Data shown:
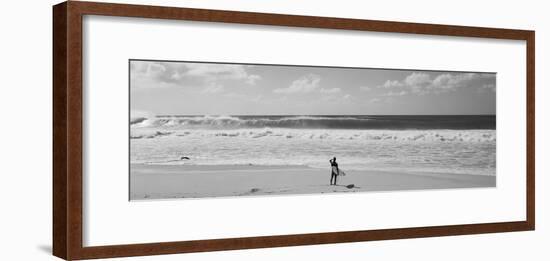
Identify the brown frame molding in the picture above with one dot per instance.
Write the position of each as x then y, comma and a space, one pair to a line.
67, 129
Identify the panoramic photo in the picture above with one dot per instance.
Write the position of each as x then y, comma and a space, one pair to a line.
199, 129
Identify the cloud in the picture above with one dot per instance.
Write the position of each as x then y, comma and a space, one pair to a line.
365, 88
391, 84
329, 91
305, 84
423, 83
215, 88
159, 73
392, 93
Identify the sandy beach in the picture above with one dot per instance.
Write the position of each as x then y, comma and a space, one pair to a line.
198, 181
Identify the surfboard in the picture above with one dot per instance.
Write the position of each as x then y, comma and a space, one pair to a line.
338, 171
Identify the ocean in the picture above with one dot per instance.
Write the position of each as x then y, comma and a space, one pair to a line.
456, 144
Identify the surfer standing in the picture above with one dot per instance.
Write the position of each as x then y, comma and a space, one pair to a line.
334, 170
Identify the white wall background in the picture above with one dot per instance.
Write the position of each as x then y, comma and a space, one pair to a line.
25, 131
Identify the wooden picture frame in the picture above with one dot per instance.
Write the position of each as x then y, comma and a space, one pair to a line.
68, 145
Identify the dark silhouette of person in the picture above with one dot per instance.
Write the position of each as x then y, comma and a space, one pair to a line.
333, 170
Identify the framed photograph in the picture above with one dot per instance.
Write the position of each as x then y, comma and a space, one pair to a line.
187, 130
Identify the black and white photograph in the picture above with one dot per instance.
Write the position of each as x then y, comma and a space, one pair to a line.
206, 129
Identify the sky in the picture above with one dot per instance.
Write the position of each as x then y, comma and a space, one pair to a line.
187, 88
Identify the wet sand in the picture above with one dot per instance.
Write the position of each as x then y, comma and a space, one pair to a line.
198, 181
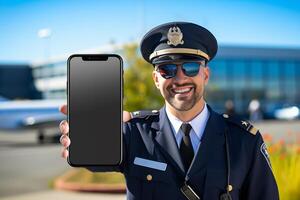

Given task:
In the rows from the line containing "Identify the surfer" through the end of the rows, substitute "point" for every occurrence of "dot" and reproduce those lines with nothing else altered. Leave the pictures out of the reproduction.

Response to the task:
Identify the surfer standing in the picture above with one point per instance.
Write the position of each as x then y, comma and a space, one pair to a line.
334, 170
Identify the white wall background in the picture above with one point per instance.
Write the position of each as x then y, comma and a space, one pair to a line.
25, 131
Identify the wooden picture frame in the picture above with one point per instance.
Write the position of each as x then y, comma and a space, one pair to a line.
68, 145
Identify the dark silhouette of person in the picture above with one point per instance.
Write the position of each as x then y, comma and a space, one pair to a line.
333, 170
Identify the framed photograph in the picture above with one point per instance.
Write the position of each as x then y, comma and a space, one pair to a line.
187, 130
Identify the black and white photograph in the picture above with one point per instance.
Write the position of each as x then y, comma and a space, one pair to a line.
206, 129
Identify the sky in the picture above with one point per instance.
Write the position of each as x then y, comma and a space, one pair to a line.
187, 88
Identify the wet sand in the picture above with one point per instance.
Write the position of each as x then y, comma and a space, one pair to a line.
198, 181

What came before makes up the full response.